= SET EXERCISE =
Your output must consist solely of the lines from the one containing "Identify one point per instance of the red pattern" through the end of the records, reproduced exactly.
=====
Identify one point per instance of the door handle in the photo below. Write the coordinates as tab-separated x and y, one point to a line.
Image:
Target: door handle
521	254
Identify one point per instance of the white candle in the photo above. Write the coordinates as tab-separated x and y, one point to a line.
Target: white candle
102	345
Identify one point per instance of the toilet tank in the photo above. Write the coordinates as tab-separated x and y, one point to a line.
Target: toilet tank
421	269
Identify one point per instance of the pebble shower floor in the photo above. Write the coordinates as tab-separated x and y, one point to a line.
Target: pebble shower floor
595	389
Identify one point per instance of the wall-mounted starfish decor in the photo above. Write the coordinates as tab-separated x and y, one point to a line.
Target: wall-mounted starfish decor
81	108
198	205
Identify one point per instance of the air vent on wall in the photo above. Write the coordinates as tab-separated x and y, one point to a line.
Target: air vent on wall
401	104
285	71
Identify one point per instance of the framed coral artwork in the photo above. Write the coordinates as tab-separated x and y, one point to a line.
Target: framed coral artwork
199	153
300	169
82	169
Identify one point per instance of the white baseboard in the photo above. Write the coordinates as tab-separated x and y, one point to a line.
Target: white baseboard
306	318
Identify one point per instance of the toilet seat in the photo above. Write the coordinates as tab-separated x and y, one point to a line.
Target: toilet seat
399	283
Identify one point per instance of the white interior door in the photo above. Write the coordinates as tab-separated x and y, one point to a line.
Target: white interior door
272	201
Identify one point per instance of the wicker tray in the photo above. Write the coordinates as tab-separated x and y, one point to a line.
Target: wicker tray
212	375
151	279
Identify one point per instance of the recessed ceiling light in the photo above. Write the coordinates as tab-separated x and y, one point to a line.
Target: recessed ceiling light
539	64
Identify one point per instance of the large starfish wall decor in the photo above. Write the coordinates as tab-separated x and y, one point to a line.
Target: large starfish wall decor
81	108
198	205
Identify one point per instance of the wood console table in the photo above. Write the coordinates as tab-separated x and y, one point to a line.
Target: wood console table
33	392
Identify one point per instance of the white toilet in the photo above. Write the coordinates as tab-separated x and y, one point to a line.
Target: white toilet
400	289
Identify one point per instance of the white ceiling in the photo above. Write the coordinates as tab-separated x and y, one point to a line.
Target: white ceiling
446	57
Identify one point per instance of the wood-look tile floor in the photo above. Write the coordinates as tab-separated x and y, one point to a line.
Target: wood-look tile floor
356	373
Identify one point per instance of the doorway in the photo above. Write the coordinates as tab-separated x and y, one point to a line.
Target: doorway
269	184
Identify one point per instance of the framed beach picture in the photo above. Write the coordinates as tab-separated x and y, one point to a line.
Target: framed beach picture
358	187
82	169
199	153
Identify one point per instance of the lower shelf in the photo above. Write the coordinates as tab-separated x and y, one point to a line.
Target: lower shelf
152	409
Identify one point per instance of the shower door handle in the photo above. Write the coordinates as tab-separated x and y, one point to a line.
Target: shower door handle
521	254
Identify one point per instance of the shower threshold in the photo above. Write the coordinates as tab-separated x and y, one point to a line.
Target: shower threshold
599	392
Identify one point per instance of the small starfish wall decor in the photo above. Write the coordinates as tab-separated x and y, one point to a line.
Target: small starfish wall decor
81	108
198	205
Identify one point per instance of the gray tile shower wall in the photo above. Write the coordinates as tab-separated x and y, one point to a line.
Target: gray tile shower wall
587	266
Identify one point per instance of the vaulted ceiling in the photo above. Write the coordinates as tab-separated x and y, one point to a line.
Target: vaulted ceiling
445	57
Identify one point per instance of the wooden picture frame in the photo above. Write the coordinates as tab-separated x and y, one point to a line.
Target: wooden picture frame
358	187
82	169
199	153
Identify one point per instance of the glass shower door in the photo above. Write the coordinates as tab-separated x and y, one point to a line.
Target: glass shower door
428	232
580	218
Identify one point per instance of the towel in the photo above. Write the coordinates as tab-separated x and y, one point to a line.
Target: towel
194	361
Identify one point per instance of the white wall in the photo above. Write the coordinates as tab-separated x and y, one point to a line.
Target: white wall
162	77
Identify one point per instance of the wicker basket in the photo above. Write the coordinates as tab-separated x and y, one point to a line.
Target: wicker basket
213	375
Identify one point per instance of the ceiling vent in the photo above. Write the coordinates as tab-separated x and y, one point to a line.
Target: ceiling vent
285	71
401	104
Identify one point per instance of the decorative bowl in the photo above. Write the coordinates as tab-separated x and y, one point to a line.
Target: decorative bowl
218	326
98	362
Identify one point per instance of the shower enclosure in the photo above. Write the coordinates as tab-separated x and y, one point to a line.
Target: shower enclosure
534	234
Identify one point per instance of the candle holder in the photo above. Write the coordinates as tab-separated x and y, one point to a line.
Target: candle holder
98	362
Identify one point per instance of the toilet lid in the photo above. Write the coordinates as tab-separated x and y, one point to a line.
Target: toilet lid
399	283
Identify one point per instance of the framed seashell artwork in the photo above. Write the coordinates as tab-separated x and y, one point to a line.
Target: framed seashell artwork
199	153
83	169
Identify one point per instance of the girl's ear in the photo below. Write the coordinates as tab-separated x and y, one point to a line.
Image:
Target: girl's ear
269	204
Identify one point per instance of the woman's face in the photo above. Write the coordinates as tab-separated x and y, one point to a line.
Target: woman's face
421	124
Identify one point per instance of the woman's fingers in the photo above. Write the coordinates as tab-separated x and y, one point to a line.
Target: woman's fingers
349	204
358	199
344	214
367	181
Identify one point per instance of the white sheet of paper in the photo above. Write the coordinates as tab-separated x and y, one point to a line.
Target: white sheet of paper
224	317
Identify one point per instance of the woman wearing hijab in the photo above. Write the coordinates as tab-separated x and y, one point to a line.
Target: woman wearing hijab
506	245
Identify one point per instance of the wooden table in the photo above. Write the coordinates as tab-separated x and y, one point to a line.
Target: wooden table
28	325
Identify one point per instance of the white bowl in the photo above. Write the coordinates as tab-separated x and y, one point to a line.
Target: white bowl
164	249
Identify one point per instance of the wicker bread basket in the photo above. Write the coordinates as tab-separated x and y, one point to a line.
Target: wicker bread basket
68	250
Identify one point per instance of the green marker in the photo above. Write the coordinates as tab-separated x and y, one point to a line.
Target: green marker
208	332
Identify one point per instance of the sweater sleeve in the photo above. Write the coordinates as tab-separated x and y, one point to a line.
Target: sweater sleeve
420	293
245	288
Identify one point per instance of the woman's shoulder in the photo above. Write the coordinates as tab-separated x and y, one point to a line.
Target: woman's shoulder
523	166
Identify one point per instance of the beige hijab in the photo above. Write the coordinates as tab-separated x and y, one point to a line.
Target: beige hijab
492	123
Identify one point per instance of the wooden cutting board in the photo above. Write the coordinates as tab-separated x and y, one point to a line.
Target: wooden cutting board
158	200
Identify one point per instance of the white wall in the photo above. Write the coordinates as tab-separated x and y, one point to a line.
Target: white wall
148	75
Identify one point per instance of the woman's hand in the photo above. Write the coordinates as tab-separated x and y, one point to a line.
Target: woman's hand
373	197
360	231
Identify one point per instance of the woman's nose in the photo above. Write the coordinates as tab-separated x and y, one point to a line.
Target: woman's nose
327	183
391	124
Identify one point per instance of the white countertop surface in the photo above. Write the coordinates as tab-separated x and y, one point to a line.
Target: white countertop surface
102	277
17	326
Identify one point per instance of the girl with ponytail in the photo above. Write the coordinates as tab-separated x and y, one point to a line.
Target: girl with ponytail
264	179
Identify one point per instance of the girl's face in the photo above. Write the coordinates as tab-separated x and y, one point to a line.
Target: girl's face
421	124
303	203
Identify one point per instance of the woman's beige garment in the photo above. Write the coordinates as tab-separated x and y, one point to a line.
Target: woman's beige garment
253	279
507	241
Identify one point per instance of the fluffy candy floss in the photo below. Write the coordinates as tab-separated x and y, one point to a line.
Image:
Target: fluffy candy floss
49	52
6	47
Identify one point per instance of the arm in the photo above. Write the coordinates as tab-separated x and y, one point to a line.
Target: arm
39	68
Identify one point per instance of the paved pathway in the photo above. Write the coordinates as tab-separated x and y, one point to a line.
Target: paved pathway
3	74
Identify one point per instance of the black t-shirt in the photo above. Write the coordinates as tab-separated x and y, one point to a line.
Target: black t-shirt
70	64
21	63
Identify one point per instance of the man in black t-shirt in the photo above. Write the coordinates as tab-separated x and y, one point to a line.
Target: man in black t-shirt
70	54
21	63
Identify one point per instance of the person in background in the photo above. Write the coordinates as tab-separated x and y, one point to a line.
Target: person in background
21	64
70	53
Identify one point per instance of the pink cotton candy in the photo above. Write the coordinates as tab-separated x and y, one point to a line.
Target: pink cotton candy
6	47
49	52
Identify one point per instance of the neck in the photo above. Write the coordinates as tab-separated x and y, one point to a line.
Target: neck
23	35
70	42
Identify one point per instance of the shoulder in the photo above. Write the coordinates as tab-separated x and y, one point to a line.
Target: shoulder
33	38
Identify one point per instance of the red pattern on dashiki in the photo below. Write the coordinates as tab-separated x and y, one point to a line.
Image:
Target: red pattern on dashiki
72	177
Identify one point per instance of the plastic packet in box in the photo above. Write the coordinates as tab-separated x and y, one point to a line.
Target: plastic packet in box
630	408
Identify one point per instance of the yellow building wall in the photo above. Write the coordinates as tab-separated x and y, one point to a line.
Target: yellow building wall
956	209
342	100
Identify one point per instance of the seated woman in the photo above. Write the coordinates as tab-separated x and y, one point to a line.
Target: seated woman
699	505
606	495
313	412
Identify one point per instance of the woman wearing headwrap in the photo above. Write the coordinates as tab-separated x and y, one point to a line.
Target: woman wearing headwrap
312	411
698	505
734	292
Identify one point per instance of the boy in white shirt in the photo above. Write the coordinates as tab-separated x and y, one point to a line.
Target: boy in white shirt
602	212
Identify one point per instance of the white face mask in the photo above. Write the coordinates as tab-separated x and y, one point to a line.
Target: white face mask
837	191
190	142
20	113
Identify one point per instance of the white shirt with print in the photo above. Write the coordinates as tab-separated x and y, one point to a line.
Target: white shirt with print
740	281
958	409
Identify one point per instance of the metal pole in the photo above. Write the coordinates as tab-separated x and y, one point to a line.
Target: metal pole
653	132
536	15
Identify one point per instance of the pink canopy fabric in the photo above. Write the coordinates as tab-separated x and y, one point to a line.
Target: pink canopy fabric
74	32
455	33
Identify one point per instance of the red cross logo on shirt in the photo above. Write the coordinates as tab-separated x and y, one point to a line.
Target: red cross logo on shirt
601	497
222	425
=====
= EXERCISE SOLUTION =
Identify one point per instance of the red pattern on dashiki in the photo below. Write the coordinates as tab-separated x and y, one point to a line.
Image:
Target: red pattern on dashiki
72	177
Identify one point per instance of the plastic packet in box in the photo above. Write the coordinates as tab-separated x and y, one point to a line.
Target: plastic packet in box
630	408
Identify one point per instance of the yellow building wall in the photo above. Write the coordinates as tab-separated x and y, one point to a line.
Target: yellow building wall
956	209
342	100
Identify one point per instance of the seated woman in the photo above. Write the coordinates as tab-separated x and y, one point to a line.
Target: seated woman
699	505
606	495
313	412
Identify one point per instance of the woman wearing headwrap in the photo above. Write the coordinates as tab-separated x and y, one point to a line.
Target: woman wearing headwrap
312	411
698	505
734	292
Identify one point per instance of the boy in white shirt in the photo above. Write the coordinates as tab-separated x and y, one point to a line.
Target: boy in white shirt
602	212
Identify one point per instance of the white face mask in the photo above. Write the coordinates as tab-separated x and y, one point to a line.
Target: white face mask
837	191
190	142
20	113
Identify one point per instance of the white shirt with print in the photo above. Write the coordinates as tab-separated x and y, one point to a line.
Target: white shirt with print
740	281
958	409
Identify one point per instance of the metal pole in the photo above. Write the coordinates as tab-separated x and y, one point to a line.
Target: metal pole
653	132
536	15
Identify one point per instance of the pink canopy fabric in the photo above. Write the coordinates as tab-separated x and y, one point to a line.
Target: pink canopy fabric
74	32
455	33
Identify one point per instance of the red cross logo on shirt in the photo above. Write the coordinates as tab-separated x and y, one point to a line.
Target: red cross logo on shirt
601	497
222	425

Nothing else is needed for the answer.